> **Supplied records**
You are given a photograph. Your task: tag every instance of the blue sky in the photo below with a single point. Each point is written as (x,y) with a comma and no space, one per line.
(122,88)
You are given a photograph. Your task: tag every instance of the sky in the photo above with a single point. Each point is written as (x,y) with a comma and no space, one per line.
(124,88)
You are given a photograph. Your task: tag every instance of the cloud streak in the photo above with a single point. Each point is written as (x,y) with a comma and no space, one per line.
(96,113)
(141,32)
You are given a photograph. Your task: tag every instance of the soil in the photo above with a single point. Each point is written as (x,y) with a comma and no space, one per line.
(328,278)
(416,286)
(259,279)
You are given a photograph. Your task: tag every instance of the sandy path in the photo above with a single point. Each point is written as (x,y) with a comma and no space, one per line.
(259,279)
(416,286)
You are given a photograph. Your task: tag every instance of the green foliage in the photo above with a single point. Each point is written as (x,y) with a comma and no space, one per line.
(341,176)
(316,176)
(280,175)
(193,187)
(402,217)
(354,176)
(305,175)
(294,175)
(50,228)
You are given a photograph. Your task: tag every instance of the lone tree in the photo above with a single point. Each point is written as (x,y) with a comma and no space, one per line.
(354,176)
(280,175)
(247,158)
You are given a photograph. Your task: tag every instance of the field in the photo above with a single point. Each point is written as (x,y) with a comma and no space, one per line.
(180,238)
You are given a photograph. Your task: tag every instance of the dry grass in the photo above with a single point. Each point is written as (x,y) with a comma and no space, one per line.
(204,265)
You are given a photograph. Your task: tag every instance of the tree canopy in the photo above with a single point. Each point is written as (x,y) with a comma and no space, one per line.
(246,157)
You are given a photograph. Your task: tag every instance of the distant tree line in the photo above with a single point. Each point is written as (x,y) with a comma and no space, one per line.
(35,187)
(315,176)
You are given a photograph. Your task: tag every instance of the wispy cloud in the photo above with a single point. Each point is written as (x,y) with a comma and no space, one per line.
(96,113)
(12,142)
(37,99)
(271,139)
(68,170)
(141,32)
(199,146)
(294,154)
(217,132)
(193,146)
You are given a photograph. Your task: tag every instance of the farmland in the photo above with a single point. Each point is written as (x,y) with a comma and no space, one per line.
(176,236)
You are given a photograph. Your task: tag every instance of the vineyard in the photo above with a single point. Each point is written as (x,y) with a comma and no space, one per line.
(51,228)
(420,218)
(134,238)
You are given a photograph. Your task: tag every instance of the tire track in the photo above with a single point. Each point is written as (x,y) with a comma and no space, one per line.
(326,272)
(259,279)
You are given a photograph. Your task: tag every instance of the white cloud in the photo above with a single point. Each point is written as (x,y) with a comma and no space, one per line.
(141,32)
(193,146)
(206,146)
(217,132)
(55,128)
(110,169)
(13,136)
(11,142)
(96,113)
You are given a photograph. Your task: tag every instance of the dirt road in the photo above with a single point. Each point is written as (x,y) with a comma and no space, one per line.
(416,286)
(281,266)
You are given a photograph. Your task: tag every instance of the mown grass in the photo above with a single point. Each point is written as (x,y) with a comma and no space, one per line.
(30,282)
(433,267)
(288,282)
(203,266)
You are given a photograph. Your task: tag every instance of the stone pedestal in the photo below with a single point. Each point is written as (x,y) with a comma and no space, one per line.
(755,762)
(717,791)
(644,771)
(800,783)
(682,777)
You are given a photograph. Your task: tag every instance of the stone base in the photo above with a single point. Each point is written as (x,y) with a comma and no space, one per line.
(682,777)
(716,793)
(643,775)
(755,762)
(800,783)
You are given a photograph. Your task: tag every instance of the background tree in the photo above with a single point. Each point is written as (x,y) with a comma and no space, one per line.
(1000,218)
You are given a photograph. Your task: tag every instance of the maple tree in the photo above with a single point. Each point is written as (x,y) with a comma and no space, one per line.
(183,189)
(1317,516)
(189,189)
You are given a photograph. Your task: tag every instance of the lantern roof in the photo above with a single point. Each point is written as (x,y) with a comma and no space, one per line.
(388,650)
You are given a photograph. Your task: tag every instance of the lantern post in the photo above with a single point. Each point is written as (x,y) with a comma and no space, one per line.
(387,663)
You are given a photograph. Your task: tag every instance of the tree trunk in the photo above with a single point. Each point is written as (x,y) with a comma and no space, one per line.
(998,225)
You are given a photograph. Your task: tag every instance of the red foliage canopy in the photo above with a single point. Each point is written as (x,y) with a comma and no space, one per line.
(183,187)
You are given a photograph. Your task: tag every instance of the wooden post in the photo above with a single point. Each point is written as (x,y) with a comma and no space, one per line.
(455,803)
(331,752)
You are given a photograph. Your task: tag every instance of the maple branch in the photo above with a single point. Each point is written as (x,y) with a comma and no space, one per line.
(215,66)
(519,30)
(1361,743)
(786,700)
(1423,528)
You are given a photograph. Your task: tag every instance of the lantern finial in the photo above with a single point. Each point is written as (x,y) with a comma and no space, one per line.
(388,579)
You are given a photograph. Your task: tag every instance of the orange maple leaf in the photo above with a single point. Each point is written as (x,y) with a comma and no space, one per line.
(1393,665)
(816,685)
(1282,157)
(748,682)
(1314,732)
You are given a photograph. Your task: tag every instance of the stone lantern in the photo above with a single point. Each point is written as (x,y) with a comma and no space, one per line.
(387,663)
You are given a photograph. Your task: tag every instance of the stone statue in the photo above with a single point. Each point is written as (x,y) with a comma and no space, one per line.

--

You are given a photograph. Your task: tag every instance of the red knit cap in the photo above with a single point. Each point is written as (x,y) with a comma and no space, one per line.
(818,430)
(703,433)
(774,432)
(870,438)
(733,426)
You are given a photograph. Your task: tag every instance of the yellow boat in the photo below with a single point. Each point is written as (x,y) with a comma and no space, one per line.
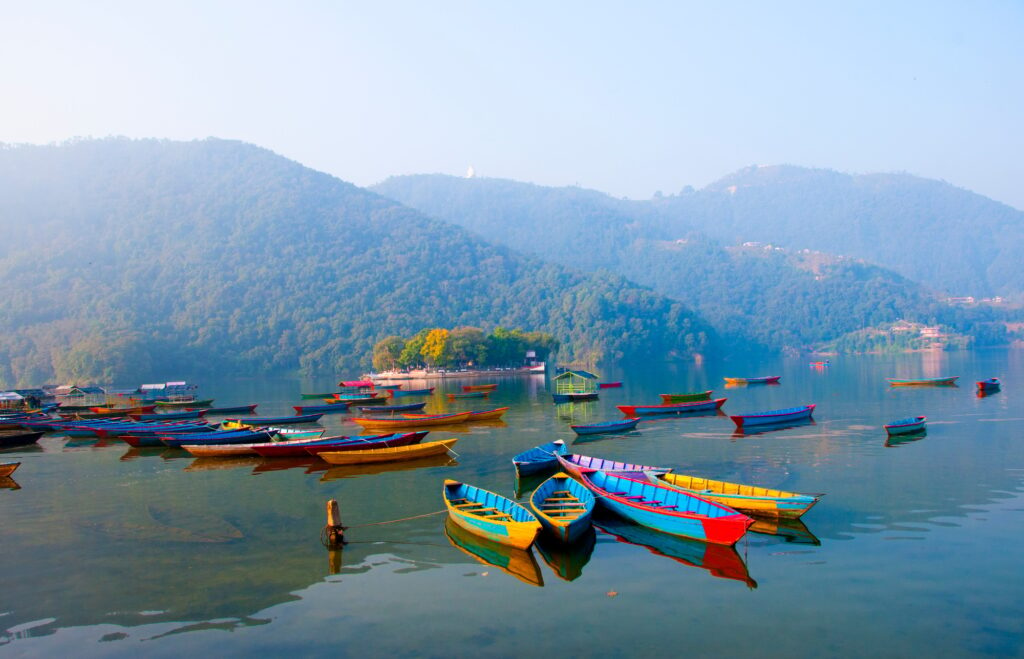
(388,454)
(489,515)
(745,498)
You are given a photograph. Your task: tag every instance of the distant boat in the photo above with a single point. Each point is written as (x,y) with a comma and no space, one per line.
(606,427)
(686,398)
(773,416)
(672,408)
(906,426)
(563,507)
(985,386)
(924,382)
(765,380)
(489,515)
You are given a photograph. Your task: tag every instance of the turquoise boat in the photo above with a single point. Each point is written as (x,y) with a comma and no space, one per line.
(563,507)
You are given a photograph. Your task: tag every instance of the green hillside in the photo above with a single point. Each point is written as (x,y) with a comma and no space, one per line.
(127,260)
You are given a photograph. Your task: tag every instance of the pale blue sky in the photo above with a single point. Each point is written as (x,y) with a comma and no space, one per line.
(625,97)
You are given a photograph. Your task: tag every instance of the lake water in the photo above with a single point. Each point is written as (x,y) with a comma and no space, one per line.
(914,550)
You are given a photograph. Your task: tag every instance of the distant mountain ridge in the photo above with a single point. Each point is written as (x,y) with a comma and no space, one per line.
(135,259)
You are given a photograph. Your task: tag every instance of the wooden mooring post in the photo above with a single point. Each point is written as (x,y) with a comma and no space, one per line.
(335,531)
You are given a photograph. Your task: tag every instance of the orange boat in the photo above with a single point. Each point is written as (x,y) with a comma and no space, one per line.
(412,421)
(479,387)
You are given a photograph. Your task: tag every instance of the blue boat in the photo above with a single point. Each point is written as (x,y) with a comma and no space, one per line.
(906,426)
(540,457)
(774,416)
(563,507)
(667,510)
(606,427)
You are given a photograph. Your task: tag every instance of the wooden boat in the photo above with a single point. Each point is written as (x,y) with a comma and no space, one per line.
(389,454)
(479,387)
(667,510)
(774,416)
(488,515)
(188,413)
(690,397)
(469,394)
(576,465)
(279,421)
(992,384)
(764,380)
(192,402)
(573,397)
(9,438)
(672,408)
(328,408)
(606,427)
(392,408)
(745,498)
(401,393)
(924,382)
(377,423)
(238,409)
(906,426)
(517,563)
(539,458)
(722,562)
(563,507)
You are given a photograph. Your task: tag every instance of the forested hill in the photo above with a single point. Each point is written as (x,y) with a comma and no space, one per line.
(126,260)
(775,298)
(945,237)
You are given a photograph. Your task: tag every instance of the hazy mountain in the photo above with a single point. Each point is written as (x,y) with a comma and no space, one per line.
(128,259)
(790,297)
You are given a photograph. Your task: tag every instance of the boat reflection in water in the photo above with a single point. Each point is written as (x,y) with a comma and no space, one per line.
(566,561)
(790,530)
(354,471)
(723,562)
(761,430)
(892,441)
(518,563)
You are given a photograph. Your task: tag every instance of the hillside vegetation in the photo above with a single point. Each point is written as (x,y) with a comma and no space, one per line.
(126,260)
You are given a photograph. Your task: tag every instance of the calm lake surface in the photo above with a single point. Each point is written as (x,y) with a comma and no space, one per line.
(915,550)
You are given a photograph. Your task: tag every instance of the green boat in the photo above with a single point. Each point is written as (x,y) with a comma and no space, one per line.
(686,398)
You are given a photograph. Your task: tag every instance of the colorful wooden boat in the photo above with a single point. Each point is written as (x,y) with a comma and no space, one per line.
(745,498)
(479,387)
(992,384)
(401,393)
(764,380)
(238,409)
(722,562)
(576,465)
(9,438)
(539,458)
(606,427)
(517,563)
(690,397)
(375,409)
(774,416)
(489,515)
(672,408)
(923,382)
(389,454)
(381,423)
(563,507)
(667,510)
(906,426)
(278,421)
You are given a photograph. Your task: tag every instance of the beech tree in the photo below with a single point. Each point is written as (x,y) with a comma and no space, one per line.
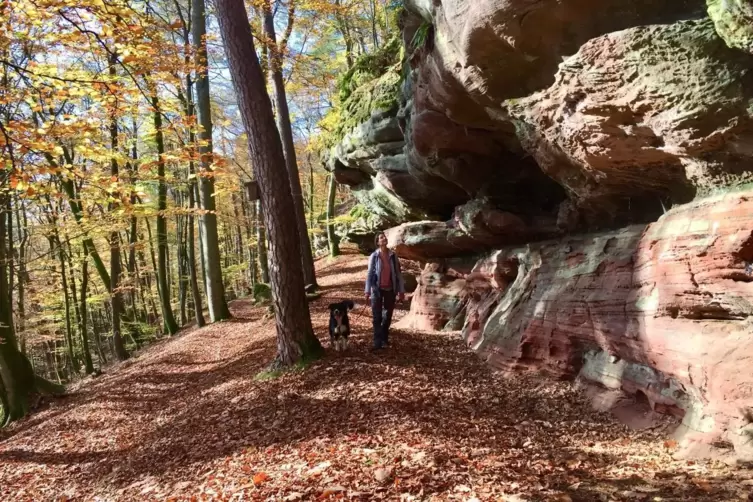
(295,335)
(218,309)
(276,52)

> **Work instructions**
Show each line above that contains the word "foliage", copying every such line in full.

> **Task result**
You are given a photograph. Your task: tag every instance of the green foliage in the photo above with a single point. Each point is written as (x,y) with a comma and no space, one per line.
You are given a photograph. Your task: tag every instance of the red foliage canopy in the photo above with a single point. Each point is written as (x,y) with a comma and no space, one per line.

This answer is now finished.